▶ _作業一覧_:
1. 抜粋のうち、「米本和広『カルトの子』『我らの不快な隣人』を読む。」で始まり「ャイルド・アビューズである」」まで続く部分を、一字一句違えずに書き写してください。
2. 記録を調べ、「shirt」という語を含む行をすべて見つけて、そのまま抜き出すこと。

▶ _抜粋_:
------------------------------------------------------------------------
三日坊主日記

本を読んだり、映画を見たり、宗教を考えたり、死刑や厳罰化を危惧したり。

カルトの親とカルトの子 1

2010年01月24日 | 問題のある考え

米本和広『カルトの子』『我らの不快な隣人』を読む。
『カルトの子』は、親がオウム真理教、エホバの証人、統一教会、ヤマギシ会に入ったために、いやでも巻き込まれてしまった子どもたちを取りあげている。

「カルト」という言葉には確立した定義がないそうだ。
米本和広氏は「カルトとは、組織や個人がある教えを絶対であると教え込み、それを実践させる過程で、人権侵害あるいは違法行為を引き起こす集団である」という定義をしている。

カルトの子どもたちは親や教団から虐待を受けている。
虐待とは身体への暴力ばかりではない。
チャイルド・アビューズは児童虐待と訳されるが、アビューズを虐待と訳すと身体的虐待だけが注目されてしまうので問題があるそうだ。
アビューズはネグレクト、心理的虐待も含まれる。
心理的虐待とは、
「心理的な暴力や心理的な苦痛を与えることをさします。家族の中で常に孤立させられたり、常に差別されたり、罵倒されたり、おびえさせられたりすることなどがこれに入ります」
チャイルド・アビューズを直訳するなら「不適切な子どもの扱い方」ということになり、意訳をすれば「子どもに対する度を超えた支配権の行使」ということになるそうだ。
「子どもの欲求を無視して特定の価値観を押しつけるのはチャイルド・アビューズである」

エホバの証人では子どもへの体罰(暴行)が日常的に行われていたという。
「生後十ヵ月から叩くようにしました」
「所沢の長老は鉄のパイプや自転車のチェーンで叩いていたそうです」
「当時の長老は、『泣く、ということは悔い改めていない、反抗の表れだ。泣くのをやめるまで叩きなさい』と教え諭した。それで私もそうした」

現在は激しい懲らしめは姿を消しつつあるそうだが、今度エホバの証人がうちに来たら、あなたは子どもを殴ったことがありますかと聞いてみよう。

ヤマギシ会も子どもたちへの暴力では負けていない。
広島少年院で法務教官4人が収容少年に繰りかえし暴行していたとして実刑判決が出ている。
------------------------------------------------------------------------
▶ _元データ_:

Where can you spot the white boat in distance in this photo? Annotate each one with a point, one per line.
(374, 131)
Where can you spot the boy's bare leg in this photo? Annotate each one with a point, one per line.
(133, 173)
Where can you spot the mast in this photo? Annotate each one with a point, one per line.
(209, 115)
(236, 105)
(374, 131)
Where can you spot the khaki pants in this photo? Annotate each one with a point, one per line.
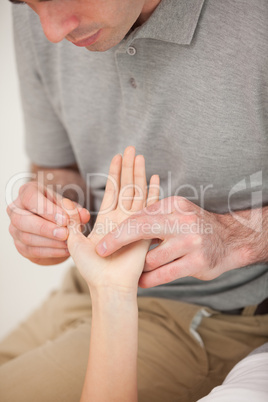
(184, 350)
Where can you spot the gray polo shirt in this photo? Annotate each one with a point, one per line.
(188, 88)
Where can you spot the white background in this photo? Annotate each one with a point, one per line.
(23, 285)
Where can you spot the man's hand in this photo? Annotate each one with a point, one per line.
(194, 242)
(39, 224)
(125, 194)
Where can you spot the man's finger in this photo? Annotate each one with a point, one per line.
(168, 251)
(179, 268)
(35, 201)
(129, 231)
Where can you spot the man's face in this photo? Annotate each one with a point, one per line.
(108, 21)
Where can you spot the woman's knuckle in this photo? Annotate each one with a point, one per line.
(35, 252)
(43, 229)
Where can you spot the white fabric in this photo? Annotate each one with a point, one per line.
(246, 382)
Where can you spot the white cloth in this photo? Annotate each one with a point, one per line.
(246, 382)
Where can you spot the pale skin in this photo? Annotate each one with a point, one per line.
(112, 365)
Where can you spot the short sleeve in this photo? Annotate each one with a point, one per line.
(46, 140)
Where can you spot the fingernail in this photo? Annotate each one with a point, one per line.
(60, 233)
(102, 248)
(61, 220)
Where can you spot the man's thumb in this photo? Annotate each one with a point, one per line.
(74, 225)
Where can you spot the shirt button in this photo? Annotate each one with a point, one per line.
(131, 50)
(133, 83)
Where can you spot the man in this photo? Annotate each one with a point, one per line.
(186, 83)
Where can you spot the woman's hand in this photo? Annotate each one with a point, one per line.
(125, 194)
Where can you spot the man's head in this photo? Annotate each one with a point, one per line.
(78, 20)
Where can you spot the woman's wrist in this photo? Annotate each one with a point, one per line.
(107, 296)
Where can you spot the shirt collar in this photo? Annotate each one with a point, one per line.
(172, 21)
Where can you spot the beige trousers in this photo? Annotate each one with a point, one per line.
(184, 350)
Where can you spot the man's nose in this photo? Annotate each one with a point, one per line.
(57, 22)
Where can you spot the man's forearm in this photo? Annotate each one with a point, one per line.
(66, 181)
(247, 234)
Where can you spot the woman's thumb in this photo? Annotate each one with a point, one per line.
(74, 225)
------------------------------------------------------------------------
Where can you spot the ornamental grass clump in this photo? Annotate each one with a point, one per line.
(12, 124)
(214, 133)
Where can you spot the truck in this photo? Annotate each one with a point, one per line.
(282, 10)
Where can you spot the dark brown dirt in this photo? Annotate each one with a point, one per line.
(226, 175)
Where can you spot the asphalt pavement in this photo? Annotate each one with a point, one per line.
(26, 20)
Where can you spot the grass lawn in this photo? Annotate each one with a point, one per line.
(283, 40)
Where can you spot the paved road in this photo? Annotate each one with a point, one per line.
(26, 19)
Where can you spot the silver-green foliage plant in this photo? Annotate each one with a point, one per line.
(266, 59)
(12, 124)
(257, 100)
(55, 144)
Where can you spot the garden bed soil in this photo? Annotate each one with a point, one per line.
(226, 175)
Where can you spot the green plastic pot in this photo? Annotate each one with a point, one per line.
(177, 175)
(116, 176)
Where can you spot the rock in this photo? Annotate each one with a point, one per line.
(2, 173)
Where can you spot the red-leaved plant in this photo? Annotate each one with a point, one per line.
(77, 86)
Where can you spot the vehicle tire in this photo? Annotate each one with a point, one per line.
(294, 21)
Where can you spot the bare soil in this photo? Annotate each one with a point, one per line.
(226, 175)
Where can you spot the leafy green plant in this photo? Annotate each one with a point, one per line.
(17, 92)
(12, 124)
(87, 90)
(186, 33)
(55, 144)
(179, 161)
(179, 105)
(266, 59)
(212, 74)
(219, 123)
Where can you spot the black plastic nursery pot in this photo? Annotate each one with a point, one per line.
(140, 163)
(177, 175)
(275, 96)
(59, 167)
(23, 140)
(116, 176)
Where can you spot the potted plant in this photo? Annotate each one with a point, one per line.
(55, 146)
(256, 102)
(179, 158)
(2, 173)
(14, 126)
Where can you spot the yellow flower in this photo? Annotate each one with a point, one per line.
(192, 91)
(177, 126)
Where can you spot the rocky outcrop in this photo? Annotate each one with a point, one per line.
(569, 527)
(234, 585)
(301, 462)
------------------------------------------------------------------------
▶ _練習の解答_:
1.
米本和広『カルトの子』『我らの不快な隣人』を読む。
『カルトの子』は、親がオウム真理教、エホバの証人、統一教会、ヤマギシ会に入ったために、いやでも巻き込まれてしまった子どもたちを取りあげている。

「カルト」という言葉には確立した定義がないそうだ。
米本和広氏は「カルトとは、組織や個人がある教えを絶対であると教え込み、それを実践させる過程で、人権侵害あるいは違法行為を引き起こす集団である」という定義をしている。

カルトの子どもたちは親や教団から虐待を受けている。
虐待とは身体への暴力ばかりではない。
チャイルド・アビューズは児童虐待と訳されるが、アビューズを虐待と訳すと身体的虐待だけが注目されてしまうので問題があるそうだ。
アビューズはネグレクト、心理的虐待も含まれる。
心理的虐待とは、
「心理的な暴力や心理的な苦痛を与えることをさします。家族の中で常に孤立させられたり、常に差別されたり、罵倒されたり、おびえさせられたりすることなどがこれに入ります」
チャイルド・アビューズを直訳するなら「不適切な子どもの扱い方」ということになり、意訳をすれば「子どもに対する度を超えた支配権の行使」ということになるそうだ。
「子どもの欲求を無視して特定の価値観を押しつけるのはチャイルド・アビューズである」

2.
Where can you spot the gray polo shirt in this photo? Annotate each one with a point, one per line.
Where can you spot the shirt button in this photo? Annotate each one with a point, one per line.
Where can you spot the shirt collar in this photo? Annotate each one with a point, one per line.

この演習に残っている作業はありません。